• _TEXTO FORNECIDO_

○ ○ ○

Chineses acompanham as eleições presidenciais americanas com um misto de curiosidade e incompreensão —da mesma forma que muitos estrangeiros.
No entanto, aqui, o primeiro debate entre Joe Biden e Donald Trump, em 29 de setembro, foi claramente um divisor de águas nas percepções sobre o processo eleitoral deste ano.
Rico em desordem e pobre em conteúdo, o evento passou a ser usado pela mídia oficial para promover as vantagens do modelo político chinês. Para alguns, o embate foi visto como emblemático da decadência americana. Como disseram, no primeiro confronto entre Biden e Trump, a grande vencedora foi a China.
Outros elementos indicativos da fragilidade e da imprevisibilidade deste processo eleitoral passaram então a alimentar a máquina de propaganda chinesa: as constantes referências a possíveis fraudes, a recusa de Trump em confirmar que deixaria a Casa Branca em caso de derrota e a possibilidade de que a Suprema Corte venha a decidir o pleito.

○ ○ ○

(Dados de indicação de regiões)

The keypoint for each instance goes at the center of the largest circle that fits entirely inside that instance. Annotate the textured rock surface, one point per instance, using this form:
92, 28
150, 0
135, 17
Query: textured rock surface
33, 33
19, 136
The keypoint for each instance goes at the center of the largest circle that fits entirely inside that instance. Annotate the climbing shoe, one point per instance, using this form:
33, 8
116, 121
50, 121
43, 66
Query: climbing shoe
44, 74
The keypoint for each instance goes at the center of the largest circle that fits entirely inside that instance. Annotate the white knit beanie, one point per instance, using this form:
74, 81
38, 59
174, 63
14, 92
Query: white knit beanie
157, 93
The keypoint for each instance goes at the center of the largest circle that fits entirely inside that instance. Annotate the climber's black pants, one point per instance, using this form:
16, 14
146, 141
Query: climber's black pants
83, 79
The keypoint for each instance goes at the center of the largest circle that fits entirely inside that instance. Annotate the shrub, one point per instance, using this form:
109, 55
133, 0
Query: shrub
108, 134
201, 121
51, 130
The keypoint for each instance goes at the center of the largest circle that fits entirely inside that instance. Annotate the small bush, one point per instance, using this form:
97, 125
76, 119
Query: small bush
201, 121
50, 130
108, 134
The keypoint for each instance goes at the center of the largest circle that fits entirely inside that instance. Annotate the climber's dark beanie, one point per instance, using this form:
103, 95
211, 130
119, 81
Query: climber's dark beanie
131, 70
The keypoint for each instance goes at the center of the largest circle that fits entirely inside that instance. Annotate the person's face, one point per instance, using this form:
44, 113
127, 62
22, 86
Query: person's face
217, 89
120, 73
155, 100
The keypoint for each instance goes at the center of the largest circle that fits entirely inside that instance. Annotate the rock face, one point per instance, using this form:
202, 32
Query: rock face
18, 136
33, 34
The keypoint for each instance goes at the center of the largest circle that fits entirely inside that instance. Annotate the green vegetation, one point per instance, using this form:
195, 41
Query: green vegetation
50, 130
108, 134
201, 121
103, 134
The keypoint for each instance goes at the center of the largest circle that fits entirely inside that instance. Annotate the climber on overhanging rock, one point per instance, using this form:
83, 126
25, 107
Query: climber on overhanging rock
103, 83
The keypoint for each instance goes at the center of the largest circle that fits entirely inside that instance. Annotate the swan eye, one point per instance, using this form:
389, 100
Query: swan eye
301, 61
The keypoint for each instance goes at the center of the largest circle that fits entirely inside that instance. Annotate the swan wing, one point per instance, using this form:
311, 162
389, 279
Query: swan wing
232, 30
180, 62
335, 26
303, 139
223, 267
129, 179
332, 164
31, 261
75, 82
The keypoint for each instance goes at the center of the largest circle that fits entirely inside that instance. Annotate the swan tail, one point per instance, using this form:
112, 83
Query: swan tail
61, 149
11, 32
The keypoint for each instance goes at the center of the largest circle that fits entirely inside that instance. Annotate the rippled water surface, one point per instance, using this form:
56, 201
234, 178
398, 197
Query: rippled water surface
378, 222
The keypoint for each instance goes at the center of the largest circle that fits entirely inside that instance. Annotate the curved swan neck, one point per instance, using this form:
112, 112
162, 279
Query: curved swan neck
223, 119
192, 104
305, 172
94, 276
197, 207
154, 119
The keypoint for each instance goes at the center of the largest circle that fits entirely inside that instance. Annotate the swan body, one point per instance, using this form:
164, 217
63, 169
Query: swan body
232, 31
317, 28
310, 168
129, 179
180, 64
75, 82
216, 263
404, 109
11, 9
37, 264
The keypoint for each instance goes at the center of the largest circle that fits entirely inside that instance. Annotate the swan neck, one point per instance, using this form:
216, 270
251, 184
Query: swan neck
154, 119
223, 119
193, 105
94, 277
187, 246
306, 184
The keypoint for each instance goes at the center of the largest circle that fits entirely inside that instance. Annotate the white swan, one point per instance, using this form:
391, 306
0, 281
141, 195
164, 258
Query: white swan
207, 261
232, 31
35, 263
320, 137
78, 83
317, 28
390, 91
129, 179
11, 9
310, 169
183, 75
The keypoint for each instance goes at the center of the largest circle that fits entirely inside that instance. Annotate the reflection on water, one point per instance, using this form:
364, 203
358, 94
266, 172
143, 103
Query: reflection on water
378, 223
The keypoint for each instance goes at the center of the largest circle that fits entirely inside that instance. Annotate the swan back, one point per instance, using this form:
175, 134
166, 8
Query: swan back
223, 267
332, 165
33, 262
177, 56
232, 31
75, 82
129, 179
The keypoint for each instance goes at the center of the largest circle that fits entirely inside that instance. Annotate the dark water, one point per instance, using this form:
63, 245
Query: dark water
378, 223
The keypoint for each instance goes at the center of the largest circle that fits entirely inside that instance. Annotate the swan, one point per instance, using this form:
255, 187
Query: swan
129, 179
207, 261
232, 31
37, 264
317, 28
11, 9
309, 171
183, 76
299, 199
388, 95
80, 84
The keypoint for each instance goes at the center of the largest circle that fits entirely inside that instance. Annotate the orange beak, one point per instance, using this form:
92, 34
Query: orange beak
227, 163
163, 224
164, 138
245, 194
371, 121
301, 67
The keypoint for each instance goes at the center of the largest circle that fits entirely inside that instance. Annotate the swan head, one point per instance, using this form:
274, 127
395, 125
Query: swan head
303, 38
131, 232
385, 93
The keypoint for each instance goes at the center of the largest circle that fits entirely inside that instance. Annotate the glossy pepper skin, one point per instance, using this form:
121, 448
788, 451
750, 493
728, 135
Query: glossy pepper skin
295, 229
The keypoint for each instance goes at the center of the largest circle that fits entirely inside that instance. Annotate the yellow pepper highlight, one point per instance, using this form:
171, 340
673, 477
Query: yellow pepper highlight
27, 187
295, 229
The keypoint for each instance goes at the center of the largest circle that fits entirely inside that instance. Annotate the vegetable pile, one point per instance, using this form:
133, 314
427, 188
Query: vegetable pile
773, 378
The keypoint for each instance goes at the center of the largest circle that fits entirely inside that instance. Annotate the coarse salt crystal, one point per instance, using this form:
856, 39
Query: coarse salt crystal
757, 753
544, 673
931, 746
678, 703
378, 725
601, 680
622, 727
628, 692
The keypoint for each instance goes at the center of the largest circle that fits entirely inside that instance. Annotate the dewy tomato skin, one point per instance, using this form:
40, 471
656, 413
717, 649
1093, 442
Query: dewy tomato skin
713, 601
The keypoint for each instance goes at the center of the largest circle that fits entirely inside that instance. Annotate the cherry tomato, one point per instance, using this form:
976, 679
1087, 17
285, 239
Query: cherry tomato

○ ○ ○

• _INSTRUÇÃO 1_
Transcreva literalmente o trecho do texto sobre as eleições americanas que começa em "Chineses acompanham as" e vai até "eleitoral deste ano.".
• _INSTRUÇÃO 2_
Segundo o texto sobre as eleições americanas, em que data aconteceu o primeiro debate entre Joe Biden e Donald Trump?
• _INSTRUÇÃO 3_
Escreva a continuação do texto sobre as eleições americanas a partir do ponto em que ele termina.

• _RESPOSTA 1_
Chineses acompanham as eleições presidenciais americanas com um misto de curiosidade e incompreensão —da mesma forma que muitos estrangeiros.
No entanto, aqui, o primeiro debate entre Joe Biden e Donald Trump, em 29 de setembro, foi claramente um divisor de águas nas percepções sobre o processo eleitoral deste ano.

• _RESPOSTA 2_
Em 29 de setembro.

• _RESPOSTA 3_
Para completar, no pano de fundo da perspectiva chinesa, sempre esteve o contraste brutal entre a eficácia da China no combate à pandemia e a resposta desastrosa dos EUA —algo que a imprensa local está sempre pronta para apontar, direta ou indiretamente.
Chineses se espantam que as eleições tenham servido para politizar ainda mais a crise sanitária. Para alguns, o processo eleitoral teria agravado o problema, num indicativo adicional da desfuncionalidade do modelo americano.
A possibilidade de que a legitimidade do resultado eleitoral dos EUA seja questionada seria, para os adeptos locais da realpolitik, um presente para o Partido Comunista Chinês.
Com 70 anos no poder e sem nada que se aproxime de uma eleição presidencial, o partido sabe que especialmente fora da China sua legitimidade é questionada.
Alguns observadores notam que Pequim estaria sendo mais tolerante em relação ao compartilhamento de notícias e vídeos sobre as eleições americanas na internet.
As autoridades não estariam receosas de críticas internas sobre falta de democracia no país. Parecem confiar que a maior parte do que circula nas mídias sociais sobre essas eleições é, na realidade, um presente para o regime chinês.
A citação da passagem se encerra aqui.